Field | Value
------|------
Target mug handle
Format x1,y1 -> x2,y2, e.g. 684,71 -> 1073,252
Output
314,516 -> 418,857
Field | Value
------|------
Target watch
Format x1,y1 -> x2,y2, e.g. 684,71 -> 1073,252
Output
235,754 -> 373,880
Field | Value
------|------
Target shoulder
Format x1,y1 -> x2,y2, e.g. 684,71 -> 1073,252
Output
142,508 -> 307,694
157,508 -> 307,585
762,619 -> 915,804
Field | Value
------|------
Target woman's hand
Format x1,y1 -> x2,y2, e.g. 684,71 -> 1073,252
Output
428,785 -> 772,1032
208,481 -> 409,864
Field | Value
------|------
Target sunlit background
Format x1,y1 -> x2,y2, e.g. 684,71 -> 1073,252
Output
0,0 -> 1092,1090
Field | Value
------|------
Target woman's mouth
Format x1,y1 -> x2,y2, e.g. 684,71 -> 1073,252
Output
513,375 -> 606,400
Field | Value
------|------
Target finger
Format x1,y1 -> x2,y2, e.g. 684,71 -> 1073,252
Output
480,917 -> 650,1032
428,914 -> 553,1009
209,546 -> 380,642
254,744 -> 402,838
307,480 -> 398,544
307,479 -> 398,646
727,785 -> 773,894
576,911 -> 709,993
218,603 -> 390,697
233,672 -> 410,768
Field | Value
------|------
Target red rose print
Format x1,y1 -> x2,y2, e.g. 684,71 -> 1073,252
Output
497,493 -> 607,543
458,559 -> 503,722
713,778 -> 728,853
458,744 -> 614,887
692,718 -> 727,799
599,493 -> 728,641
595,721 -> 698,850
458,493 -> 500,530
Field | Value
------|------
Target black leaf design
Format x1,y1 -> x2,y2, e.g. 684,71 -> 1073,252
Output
====
* _EXERCISE TASK_
Please rewrite all of the lines above as a numbered list, leaving out any blank lines.

* _THE OUTPUT_
1. Field | Value
2. ------|------
3. Target mug handle
4. Format x1,y1 -> x2,y2, e.g. 684,71 -> 1073,252
5. Output
6. 314,516 -> 418,857
7. Field | Value
8. ------|------
9. Target watch
10. Format x1,y1 -> x2,y2, e.g. 684,71 -> 1073,252
11. Output
12. 235,754 -> 373,880
13. Field | Value
14. ------|------
15. Target shoulder
16. Format x1,y1 -> x2,y2, e.g. 684,71 -> 1073,252
17. Output
18. 142,508 -> 307,694
19. 157,508 -> 307,585
20. 762,619 -> 915,804
21. Field | Value
22. ------|------
23. Target woman's hand
24. Format x1,y1 -> x2,y2, e.g. 684,71 -> 1073,252
25. Output
26. 428,785 -> 772,1032
27. 208,481 -> 409,864
28. Field | Value
29. ------|------
30. Target sunlit background
31. Format x1,y1 -> x2,y2, e.g. 684,71 -> 1073,252
32. Output
33. 0,0 -> 1092,1090
34. Field | Value
35. ------|------
36. Target woman's mouth
37. Format x1,y1 -> x2,y2, e.g. 684,71 -> 1073,252
38. Output
39. 513,375 -> 606,400
40. Field | Value
41. ------|------
42. Target finger
43. Format x1,y1 -> x2,y2, e.g. 684,71 -> 1073,252
44. Output
45. 480,917 -> 650,1032
46. 428,914 -> 553,1009
47. 209,546 -> 380,642
48. 254,744 -> 402,838
49. 307,480 -> 398,544
50. 307,479 -> 398,646
51. 727,785 -> 773,894
52. 576,911 -> 709,993
53. 218,603 -> 390,697
54. 233,672 -> 410,768
55. Field | Value
56. ------|------
57. Target red rose print
58. Format x1,y1 -> x2,y2, e.g. 684,71 -> 1073,252
59. Output
60. 497,493 -> 607,543
61. 458,559 -> 503,722
62. 713,778 -> 728,853
63. 458,744 -> 614,887
64. 692,718 -> 727,799
65. 599,493 -> 728,641
66. 595,721 -> 698,850
67. 458,493 -> 500,530
68. Field | Value
69. ------|------
70. Target black leaf design
71. Format x1,y1 -> x2,y2, e.g. 684,71 -> 1073,252
72. Output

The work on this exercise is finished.